** WHAT TO WORK ON **
Return the records below verbatim, from the line that contains "Is there any potted" through the line that contains "[315,318,347,348]", including both of those lines.

** MATERIAL SHOWN **

begin

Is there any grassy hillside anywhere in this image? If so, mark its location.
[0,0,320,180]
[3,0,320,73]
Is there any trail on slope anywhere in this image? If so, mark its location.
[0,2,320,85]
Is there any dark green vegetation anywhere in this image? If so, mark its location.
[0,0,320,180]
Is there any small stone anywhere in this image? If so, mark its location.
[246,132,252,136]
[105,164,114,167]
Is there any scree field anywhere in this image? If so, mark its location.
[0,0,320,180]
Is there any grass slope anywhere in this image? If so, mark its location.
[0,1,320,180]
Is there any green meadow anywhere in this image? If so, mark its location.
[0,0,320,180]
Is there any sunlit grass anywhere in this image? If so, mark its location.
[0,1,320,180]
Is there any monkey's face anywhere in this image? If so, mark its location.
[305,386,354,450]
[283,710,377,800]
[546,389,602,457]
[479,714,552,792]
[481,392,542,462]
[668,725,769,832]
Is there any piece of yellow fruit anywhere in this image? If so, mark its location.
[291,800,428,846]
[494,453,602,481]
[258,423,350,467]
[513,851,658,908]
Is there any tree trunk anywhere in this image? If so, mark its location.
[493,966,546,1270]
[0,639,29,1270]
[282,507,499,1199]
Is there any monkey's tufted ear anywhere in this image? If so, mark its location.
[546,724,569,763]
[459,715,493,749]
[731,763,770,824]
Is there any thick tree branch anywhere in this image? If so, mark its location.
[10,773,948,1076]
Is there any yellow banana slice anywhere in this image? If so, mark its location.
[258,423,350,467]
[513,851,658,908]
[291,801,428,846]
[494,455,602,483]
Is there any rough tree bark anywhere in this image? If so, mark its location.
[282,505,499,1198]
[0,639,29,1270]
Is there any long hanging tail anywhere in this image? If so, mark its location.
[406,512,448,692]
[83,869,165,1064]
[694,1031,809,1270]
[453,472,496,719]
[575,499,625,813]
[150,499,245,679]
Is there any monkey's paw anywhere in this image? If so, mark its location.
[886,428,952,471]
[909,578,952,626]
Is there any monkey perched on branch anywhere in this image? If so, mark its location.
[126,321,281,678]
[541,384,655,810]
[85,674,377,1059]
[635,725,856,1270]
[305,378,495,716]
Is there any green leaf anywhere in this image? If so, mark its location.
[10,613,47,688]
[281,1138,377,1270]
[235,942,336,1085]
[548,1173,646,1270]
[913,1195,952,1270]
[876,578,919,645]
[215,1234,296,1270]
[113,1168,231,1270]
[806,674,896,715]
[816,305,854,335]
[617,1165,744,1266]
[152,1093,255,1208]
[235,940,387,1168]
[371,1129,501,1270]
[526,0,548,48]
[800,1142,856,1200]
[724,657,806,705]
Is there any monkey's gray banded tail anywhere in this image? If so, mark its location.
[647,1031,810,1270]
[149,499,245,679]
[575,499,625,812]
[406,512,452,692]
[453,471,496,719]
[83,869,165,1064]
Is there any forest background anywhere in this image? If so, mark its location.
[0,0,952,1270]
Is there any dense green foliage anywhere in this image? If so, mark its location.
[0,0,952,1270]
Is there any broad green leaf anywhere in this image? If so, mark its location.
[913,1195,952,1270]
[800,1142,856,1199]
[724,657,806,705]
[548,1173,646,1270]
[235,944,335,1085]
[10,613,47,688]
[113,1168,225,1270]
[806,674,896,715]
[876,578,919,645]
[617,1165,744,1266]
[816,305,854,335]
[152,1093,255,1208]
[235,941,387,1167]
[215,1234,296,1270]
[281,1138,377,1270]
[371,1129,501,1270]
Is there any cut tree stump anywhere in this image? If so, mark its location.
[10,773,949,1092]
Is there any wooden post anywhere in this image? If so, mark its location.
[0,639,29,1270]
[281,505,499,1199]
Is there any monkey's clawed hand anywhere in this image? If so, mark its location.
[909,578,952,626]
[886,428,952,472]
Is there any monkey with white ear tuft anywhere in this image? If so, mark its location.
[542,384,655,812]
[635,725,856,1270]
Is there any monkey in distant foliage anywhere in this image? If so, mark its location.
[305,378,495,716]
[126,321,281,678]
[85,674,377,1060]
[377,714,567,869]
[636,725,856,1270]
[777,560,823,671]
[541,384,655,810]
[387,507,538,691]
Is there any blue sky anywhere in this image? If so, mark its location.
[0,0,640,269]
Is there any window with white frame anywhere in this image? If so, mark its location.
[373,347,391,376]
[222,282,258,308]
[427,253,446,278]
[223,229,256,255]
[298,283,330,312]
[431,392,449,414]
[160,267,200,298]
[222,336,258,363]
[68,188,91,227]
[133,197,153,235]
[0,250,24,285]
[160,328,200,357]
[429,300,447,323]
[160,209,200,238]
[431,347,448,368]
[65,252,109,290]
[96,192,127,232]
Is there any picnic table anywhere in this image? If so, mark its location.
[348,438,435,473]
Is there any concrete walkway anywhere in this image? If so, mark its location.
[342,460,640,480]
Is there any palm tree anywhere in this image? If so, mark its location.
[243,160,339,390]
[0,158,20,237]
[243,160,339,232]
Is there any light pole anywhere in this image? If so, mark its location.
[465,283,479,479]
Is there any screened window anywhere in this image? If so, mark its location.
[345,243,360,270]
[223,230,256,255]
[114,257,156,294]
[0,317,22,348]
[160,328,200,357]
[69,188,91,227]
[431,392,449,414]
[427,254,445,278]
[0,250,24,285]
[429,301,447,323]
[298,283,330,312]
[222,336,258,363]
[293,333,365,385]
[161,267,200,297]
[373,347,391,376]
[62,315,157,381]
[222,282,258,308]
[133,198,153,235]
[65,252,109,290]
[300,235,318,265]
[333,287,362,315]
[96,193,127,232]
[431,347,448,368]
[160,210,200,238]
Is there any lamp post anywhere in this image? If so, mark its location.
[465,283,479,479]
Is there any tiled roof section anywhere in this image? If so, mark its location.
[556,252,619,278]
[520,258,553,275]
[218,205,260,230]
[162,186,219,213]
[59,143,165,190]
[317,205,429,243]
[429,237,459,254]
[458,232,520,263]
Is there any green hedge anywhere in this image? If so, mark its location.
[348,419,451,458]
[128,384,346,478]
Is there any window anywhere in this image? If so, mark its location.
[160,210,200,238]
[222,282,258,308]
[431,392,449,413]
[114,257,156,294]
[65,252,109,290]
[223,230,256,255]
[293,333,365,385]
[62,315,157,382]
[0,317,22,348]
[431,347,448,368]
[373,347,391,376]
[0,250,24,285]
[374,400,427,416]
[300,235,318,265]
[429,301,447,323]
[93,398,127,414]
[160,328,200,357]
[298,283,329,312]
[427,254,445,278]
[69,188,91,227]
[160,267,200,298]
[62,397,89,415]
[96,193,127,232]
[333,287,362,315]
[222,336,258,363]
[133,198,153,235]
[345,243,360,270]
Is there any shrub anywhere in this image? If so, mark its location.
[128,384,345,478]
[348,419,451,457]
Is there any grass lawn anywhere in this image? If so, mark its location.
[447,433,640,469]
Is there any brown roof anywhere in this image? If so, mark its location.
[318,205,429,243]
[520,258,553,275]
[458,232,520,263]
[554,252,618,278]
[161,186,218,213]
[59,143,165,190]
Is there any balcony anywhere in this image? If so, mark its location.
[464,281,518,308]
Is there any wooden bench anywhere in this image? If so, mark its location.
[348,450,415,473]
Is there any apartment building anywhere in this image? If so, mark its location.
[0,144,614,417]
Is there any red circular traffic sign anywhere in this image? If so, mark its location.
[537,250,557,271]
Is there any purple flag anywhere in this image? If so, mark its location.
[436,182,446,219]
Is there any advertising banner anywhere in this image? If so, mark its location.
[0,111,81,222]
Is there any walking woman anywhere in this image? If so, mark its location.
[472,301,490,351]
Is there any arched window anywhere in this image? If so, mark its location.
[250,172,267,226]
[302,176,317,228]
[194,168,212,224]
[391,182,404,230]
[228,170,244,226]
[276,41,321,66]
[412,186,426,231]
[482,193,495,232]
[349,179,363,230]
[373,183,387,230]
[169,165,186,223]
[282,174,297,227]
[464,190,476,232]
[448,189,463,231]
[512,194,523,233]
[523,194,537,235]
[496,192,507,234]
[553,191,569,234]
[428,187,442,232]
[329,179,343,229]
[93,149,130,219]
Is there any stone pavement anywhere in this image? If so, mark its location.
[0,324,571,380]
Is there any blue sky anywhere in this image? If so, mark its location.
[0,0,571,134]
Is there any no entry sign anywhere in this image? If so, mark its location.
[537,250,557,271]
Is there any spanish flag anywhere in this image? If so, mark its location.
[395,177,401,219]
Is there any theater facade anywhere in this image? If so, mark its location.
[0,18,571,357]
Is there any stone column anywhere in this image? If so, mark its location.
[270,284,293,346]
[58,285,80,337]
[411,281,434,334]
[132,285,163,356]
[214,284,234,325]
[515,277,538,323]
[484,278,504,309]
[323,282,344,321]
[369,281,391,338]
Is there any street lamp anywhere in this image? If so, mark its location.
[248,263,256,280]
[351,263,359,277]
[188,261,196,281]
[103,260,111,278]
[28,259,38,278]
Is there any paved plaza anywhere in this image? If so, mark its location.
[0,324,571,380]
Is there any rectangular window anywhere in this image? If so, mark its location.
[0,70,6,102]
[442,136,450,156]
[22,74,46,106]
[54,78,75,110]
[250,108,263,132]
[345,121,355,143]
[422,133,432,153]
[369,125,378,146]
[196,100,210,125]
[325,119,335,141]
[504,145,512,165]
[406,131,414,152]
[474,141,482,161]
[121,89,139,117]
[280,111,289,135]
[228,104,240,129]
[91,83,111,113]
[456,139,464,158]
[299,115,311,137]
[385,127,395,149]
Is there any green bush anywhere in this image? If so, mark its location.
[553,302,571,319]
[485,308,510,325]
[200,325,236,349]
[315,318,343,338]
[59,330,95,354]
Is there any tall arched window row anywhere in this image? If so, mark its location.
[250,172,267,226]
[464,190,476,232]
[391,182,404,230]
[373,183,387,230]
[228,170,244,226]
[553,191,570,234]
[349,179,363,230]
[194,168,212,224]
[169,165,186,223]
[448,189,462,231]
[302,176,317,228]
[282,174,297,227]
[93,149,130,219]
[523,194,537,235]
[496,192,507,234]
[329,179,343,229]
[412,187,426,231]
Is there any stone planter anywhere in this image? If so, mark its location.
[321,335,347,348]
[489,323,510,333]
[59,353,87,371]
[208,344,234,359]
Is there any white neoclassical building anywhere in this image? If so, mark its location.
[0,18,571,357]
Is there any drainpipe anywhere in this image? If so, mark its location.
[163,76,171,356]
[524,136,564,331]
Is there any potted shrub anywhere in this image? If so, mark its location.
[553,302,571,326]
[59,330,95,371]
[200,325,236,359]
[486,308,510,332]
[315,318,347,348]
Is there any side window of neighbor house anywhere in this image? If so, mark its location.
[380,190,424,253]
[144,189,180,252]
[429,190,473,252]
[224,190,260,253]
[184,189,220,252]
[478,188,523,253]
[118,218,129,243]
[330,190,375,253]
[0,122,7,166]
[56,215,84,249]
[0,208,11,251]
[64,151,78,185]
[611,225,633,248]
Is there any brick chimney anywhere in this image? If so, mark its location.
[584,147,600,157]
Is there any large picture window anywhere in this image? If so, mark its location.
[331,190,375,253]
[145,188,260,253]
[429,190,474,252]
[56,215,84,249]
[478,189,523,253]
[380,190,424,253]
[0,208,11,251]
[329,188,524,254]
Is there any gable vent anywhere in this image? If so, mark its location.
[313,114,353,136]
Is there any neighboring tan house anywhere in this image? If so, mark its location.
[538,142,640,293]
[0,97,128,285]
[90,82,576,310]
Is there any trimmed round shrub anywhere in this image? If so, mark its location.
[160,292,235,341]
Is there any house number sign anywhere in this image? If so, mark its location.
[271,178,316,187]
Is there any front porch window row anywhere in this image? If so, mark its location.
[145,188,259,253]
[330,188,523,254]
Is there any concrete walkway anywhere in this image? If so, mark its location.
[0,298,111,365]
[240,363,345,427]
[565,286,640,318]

end

** CORRECT OUTPUT **
Is there any potted shrub anywhere in this image? If so, mark its location.
[553,302,571,326]
[59,330,95,371]
[200,325,236,359]
[486,308,510,332]
[315,318,347,348]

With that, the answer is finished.